Source extract
*** Begin section ***

Sequences Flanking the Hexameric G-Box Core CACGTG Affect the Specificity of Protein Binding

M. E. Williams, R. Foster and N. H. Chua
Laboratory for Plant Molecular Biology, The Rockefeller University, 1230 York Avenue, New York, New York 10021-6399

The CACGTG G-box motif is a highly conserved DNA sequence that has been identified in the 5[prime] upstream region of plant genes exhibiting regulation by a variety of environmental signals and physiological cues. Gel mobility shift assays using a panel of G-box oligonucleotides differing in their flanking sequences identified two types of binding activity (A and B) in a cauliflower nuclear extract. Competition gel retardation assays demonstrated that the two types of binding activity were distinct. Type A binding activity interacted with oligonucleotides designated as class I elements, whereas type B binding activity interacted strongly with class II elements and weakly with class I elements. A third class of elements, null elements, did not exhibit any detectable binding under our assay conditions. Gel retardation analysis of nonpalindromic hybrid G-box oligonucleotides indicated that hybrid elements of the same class exhibited binding affinity commensurate with the affinity of the weaker element, hybrid class I/II elements exhibited only type B binding, and hybrid class I/null and class II/null elements did not show any detectable binding activity. These binding activities can be explained by the affinity of bZip G-box binding homo- or heterodimer subunits for G-box half sites. These experiments led to a set of classification rules that can predict the binding activity of all reported plant G-box motifs containing the consensus hexameric core. Tissue- and/or development-specific expression of genes containing G-box motifs may be regulated by the affinity of G-box proteins for the different classes of G-box elements.

*** End section ***

Your goal
Copy out the abstract on G-box flanking sequences in full, word for word.

Input data
*** Begin section ***

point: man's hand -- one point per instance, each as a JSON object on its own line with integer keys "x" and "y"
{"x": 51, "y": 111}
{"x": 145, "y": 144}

*** End section ***

Written response
Sequences Flanking the Hexameric G-Box Core CACGTG Affect the Specificity of Protein Binding

M. E. Williams, R. Foster and N. H. Chua
Laboratory for Plant Molecular Biology, The Rockefeller University, 1230 York Avenue, New York, New York 10021-6399

The CACGTG G-box motif is a highly conserved DNA sequence that has been identified in the 5[prime] upstream region of plant genes exhibiting regulation by a variety of environmental signals and physiological cues. Gel mobility shift assays using a panel of G-box oligonucleotides differing in their flanking sequences identified two types of binding activity (A and B) in a cauliflower nuclear extract. Competition gel retardation assays demonstrated that the two types of binding activity were distinct. Type A binding activity interacted with oligonucleotides designated as class I elements, whereas type B binding activity interacted strongly with class II elements and weakly with class I elements. A third class of elements, null elements, did not exhibit any detectable binding under our assay conditions. Gel retardation analysis of nonpalindromic hybrid G-box oligonucleotides indicated that hybrid elements of the same class exhibited binding affinity commensurate with the affinity of the weaker element, hybrid class I/II elements exhibited only type B binding, and hybrid class I/null and class II/null elements did not show any detectable binding activity. These binding activities can be explained by the affinity of bZip G-box binding homo- or heterodimer subunits for G-box half sites. These experiments led to a set of classification rules that can predict the binding activity of all reported plant G-box motifs containing the consensus hexameric core. Tissue- and/or development-specific expression of genes containing G-box motifs may be regulated by the affinity of G-box proteins for the different classes of G-box elements.